-- begin DATA EXTRACT --

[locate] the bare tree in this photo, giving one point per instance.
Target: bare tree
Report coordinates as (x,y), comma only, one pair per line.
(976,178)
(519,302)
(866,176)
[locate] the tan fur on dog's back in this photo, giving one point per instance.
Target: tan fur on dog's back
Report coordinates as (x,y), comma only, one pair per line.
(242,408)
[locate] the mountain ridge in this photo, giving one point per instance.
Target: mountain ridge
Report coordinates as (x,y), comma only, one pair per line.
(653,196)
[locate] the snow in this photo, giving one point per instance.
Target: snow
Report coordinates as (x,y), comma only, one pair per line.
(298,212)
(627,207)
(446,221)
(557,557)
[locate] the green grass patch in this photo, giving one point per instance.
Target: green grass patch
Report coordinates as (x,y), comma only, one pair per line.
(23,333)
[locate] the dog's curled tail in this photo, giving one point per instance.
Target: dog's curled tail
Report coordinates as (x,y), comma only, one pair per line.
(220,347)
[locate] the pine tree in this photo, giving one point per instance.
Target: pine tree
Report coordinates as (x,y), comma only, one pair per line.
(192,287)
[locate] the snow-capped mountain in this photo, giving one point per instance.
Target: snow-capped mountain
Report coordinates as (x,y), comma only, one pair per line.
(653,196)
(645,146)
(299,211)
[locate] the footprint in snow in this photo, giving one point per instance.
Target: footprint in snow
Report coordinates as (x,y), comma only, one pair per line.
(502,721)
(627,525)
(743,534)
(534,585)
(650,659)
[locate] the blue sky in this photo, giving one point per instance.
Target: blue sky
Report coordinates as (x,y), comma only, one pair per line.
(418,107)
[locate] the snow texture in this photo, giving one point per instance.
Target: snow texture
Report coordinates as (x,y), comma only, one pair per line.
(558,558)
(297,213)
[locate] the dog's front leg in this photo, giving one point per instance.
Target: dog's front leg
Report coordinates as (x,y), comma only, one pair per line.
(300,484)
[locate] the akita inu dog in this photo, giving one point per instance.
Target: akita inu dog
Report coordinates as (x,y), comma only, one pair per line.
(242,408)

-- end DATA EXTRACT --

WHAT YOU SHOULD DO » Could you write out the lines again, from the one holding "[locate] the blue" through the last line, inclusive, renaming "snow texture" to "snow surface" and leaving everything else unchanged?

FINISHED TASK »
[locate] the blue sky in this photo, giving one point per instance.
Target: blue sky
Report coordinates as (x,y), comma only, one pair per line.
(418,107)
[locate] the snow surface in this photo, giving one point per instance.
Target: snow surface
Report coordinates as (x,y), comma only, one pair per line.
(558,558)
(297,213)
[locate] the dog's front leg in this photo, giving one point per instance.
Target: dog's front leg
Report coordinates as (x,y), comma only, one pair per line.
(300,484)
[locate] the akita inu dog in this photo, giving one point per instance.
Target: akita inu dog
Report coordinates as (x,y), comma only, one pair per line.
(242,408)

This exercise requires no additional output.